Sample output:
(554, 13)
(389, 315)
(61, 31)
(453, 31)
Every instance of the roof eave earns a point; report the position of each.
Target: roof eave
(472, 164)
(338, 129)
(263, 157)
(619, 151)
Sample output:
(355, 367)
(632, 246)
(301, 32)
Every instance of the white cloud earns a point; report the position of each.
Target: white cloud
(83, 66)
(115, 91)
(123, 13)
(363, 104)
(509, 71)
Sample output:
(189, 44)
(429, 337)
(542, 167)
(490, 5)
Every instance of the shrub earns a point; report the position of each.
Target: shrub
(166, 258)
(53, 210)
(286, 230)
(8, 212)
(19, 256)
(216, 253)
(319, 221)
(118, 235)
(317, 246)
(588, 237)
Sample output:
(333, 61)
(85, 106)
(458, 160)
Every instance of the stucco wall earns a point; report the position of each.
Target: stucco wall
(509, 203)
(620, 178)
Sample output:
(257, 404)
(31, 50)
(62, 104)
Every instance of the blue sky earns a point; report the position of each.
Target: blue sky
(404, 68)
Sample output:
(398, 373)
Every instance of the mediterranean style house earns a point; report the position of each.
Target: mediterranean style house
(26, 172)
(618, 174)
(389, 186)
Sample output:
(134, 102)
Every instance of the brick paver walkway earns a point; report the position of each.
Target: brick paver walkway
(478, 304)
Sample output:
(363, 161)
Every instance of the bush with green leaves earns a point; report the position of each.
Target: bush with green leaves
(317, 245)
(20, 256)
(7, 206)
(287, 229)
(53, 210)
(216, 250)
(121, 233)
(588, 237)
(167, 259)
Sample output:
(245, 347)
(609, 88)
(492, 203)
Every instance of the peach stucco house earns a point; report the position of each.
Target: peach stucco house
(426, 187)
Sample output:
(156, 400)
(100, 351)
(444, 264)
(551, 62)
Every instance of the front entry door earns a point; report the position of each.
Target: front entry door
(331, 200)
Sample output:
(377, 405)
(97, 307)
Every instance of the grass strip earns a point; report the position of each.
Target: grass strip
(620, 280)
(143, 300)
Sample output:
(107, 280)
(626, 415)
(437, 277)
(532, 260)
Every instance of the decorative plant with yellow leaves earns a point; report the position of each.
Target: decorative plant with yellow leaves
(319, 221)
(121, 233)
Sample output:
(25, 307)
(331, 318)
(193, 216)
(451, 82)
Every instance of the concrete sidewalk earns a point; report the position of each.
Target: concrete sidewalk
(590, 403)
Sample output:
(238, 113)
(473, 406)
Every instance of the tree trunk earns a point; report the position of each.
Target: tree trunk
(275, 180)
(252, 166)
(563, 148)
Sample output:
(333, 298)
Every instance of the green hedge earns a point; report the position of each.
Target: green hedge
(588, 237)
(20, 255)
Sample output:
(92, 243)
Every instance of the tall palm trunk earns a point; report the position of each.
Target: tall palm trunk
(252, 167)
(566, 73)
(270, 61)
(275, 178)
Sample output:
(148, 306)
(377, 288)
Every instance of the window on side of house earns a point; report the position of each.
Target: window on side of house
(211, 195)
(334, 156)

# # # # # # #

* About this task *
Restate exactly the lines running from the line with "Every instance of the green" to the end of the entries above, both ends included.

* Answer to this exercise *
Every instance of the green hedge earns a point; report the position of each.
Target: green hedge
(588, 237)
(20, 255)
Sample output:
(92, 243)
Every instance of the tall palm trunk earns a point; report the position of each.
Target: tall palm trunk
(252, 167)
(566, 73)
(270, 61)
(275, 178)
Sample output:
(148, 306)
(377, 288)
Every instance of the window on side of house earns a point; report the position of each.
Target: window on side of house
(211, 195)
(334, 156)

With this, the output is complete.